→ **Provided information**:

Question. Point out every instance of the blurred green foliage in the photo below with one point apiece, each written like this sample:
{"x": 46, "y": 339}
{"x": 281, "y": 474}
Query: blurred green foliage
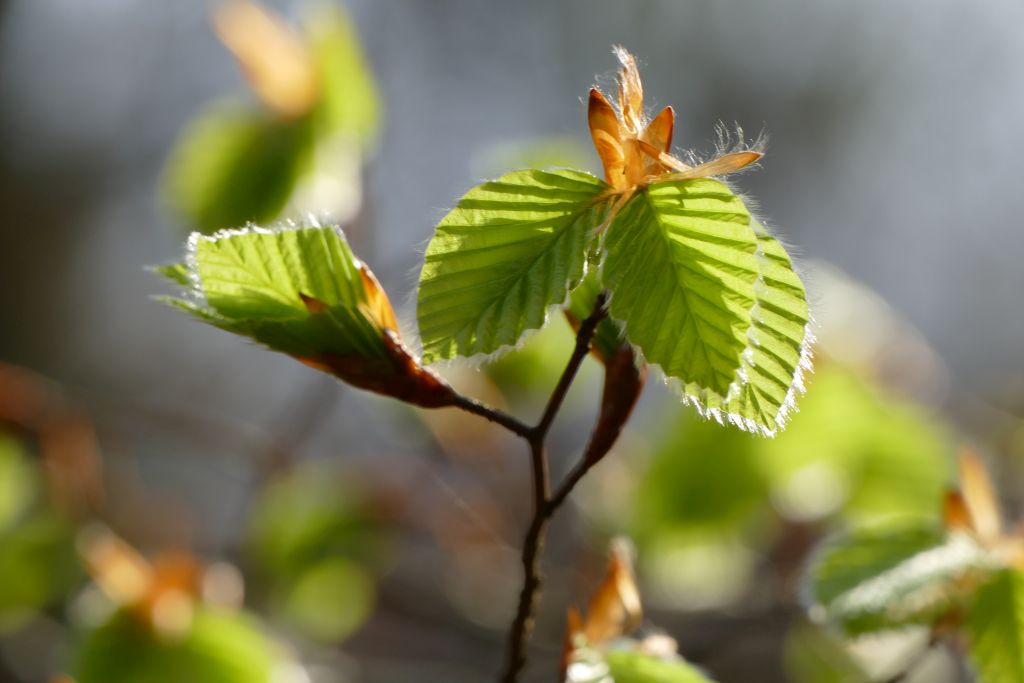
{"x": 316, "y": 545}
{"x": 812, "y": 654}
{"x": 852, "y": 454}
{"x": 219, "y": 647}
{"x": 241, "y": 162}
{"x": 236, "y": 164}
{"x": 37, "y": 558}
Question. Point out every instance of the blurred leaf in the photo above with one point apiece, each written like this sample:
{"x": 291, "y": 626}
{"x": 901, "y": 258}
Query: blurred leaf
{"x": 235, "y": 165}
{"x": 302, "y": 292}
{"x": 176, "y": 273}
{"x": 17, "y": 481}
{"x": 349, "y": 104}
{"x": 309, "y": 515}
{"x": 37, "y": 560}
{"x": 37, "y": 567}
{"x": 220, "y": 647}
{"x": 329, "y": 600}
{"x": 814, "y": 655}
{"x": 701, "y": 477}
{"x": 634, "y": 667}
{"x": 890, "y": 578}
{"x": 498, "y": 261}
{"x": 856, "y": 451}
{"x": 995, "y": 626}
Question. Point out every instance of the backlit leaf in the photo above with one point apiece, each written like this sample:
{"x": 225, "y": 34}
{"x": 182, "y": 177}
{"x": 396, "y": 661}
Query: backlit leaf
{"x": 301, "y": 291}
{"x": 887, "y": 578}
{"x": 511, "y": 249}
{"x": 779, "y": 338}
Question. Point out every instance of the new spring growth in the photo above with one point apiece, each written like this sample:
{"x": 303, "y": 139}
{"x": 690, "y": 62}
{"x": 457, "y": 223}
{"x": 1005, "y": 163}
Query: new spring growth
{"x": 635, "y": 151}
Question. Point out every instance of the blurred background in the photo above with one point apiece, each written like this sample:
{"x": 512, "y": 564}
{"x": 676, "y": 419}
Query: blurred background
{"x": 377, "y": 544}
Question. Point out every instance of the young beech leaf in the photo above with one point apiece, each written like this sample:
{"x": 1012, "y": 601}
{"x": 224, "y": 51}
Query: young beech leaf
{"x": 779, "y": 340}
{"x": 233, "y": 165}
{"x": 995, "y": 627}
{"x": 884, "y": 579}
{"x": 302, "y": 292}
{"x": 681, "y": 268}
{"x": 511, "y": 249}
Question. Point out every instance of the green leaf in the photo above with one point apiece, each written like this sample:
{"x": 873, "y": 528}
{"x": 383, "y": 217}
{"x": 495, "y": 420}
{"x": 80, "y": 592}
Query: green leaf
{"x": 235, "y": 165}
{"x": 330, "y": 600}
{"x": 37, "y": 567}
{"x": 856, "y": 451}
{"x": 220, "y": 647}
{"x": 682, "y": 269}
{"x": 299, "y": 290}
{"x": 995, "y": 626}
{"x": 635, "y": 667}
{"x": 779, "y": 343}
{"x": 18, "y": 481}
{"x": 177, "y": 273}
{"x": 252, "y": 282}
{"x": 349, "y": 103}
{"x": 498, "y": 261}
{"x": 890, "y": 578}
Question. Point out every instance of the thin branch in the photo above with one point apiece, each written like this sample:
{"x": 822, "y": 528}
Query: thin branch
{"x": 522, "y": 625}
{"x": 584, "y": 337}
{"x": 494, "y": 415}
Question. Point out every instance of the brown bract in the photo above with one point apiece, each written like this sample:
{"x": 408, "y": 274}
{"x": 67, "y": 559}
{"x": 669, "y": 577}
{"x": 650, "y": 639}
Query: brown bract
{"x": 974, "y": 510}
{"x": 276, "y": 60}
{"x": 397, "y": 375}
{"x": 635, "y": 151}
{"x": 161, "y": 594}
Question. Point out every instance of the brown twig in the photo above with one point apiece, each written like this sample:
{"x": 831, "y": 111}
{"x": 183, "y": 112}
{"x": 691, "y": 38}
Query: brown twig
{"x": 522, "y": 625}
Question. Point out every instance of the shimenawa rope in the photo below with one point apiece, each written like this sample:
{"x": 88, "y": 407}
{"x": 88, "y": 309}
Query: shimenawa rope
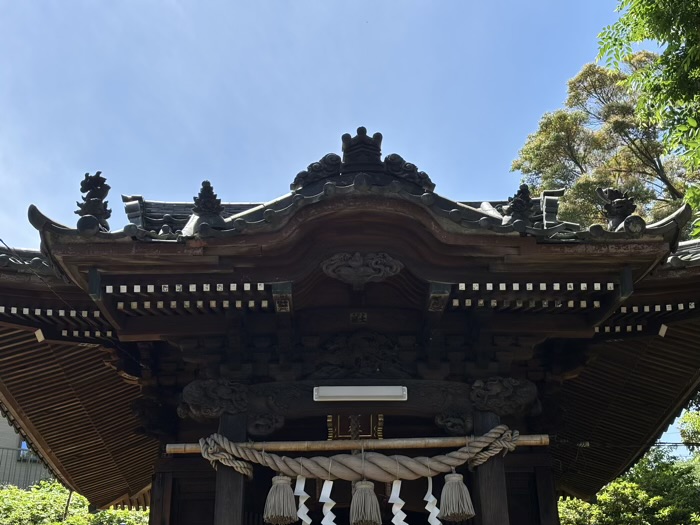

→ **What you will do**: Rewrite all the rows above with "Point out" switched to "Mark" wherever it occurs and every other word left as it is. Leave out the pictures.

→ **Correct output**:
Question. Mark every instance of the blurred green foliage in the photo below with one point apiece, each written like this sample:
{"x": 46, "y": 339}
{"x": 281, "y": 474}
Query: blurred green foliage
{"x": 316, "y": 545}
{"x": 812, "y": 654}
{"x": 852, "y": 454}
{"x": 219, "y": 647}
{"x": 241, "y": 162}
{"x": 236, "y": 164}
{"x": 37, "y": 558}
Question. Mark every instance of the blurred leaf in the photo above with one point apiece, each written like this sample:
{"x": 291, "y": 626}
{"x": 901, "y": 258}
Query: blurred leaf
{"x": 235, "y": 165}
{"x": 302, "y": 292}
{"x": 176, "y": 273}
{"x": 17, "y": 481}
{"x": 349, "y": 104}
{"x": 309, "y": 515}
{"x": 37, "y": 560}
{"x": 37, "y": 567}
{"x": 220, "y": 647}
{"x": 329, "y": 600}
{"x": 814, "y": 655}
{"x": 701, "y": 477}
{"x": 634, "y": 667}
{"x": 890, "y": 578}
{"x": 498, "y": 261}
{"x": 856, "y": 451}
{"x": 995, "y": 626}
Question. Mark every instance of the backlit leaf in the photo above with one point apiece, each written like this sample:
{"x": 225, "y": 34}
{"x": 182, "y": 177}
{"x": 396, "y": 661}
Query: backlit leaf
{"x": 301, "y": 291}
{"x": 887, "y": 578}
{"x": 511, "y": 249}
{"x": 779, "y": 338}
Question. Mark every instance of the new spring growth in the photo above with one point apiece, each written like this sample:
{"x": 303, "y": 139}
{"x": 690, "y": 62}
{"x": 457, "y": 223}
{"x": 1005, "y": 163}
Query: new spring growth
{"x": 635, "y": 151}
Question. Mark every instance of the blurred background in the photo above with one point apiece, each written like this sample:
{"x": 512, "y": 564}
{"x": 676, "y": 419}
Query: blurred background
{"x": 377, "y": 544}
Question. Mark every instance of the young beech leaf in the photo above with one point apiece, each written like this sample:
{"x": 1012, "y": 601}
{"x": 224, "y": 51}
Query: young beech leaf
{"x": 779, "y": 340}
{"x": 233, "y": 165}
{"x": 995, "y": 627}
{"x": 884, "y": 579}
{"x": 302, "y": 292}
{"x": 681, "y": 268}
{"x": 511, "y": 249}
Question. Mark every instance of the green leaf in the photo above with one point apiece, each written like this sample:
{"x": 873, "y": 528}
{"x": 383, "y": 217}
{"x": 495, "y": 420}
{"x": 80, "y": 592}
Query: green leaf
{"x": 235, "y": 165}
{"x": 330, "y": 600}
{"x": 37, "y": 567}
{"x": 856, "y": 451}
{"x": 220, "y": 647}
{"x": 682, "y": 269}
{"x": 299, "y": 290}
{"x": 995, "y": 626}
{"x": 635, "y": 667}
{"x": 779, "y": 343}
{"x": 18, "y": 481}
{"x": 177, "y": 273}
{"x": 252, "y": 282}
{"x": 349, "y": 103}
{"x": 498, "y": 261}
{"x": 890, "y": 578}
Question. Mark every instance of the thin branch in the photo above with one point apiece, each written like this sample:
{"x": 822, "y": 528}
Query: thin branch
{"x": 522, "y": 625}
{"x": 584, "y": 337}
{"x": 494, "y": 415}
Question. Mark every instance of the brown bract in the photo above with one point apiece, each written like this sample:
{"x": 408, "y": 274}
{"x": 67, "y": 559}
{"x": 669, "y": 577}
{"x": 650, "y": 639}
Query: brown bract
{"x": 974, "y": 510}
{"x": 276, "y": 60}
{"x": 397, "y": 375}
{"x": 635, "y": 151}
{"x": 161, "y": 594}
Question. Mark every instance of the brown twig in the photo above with one point apiece, each written like this sample:
{"x": 831, "y": 111}
{"x": 183, "y": 112}
{"x": 691, "y": 38}
Query: brown twig
{"x": 522, "y": 625}
Question. Mark every instance of the shimenawa rope in the photo below with one point apiece, each written like this sample:
{"x": 88, "y": 407}
{"x": 88, "y": 309}
Query: shimenawa rope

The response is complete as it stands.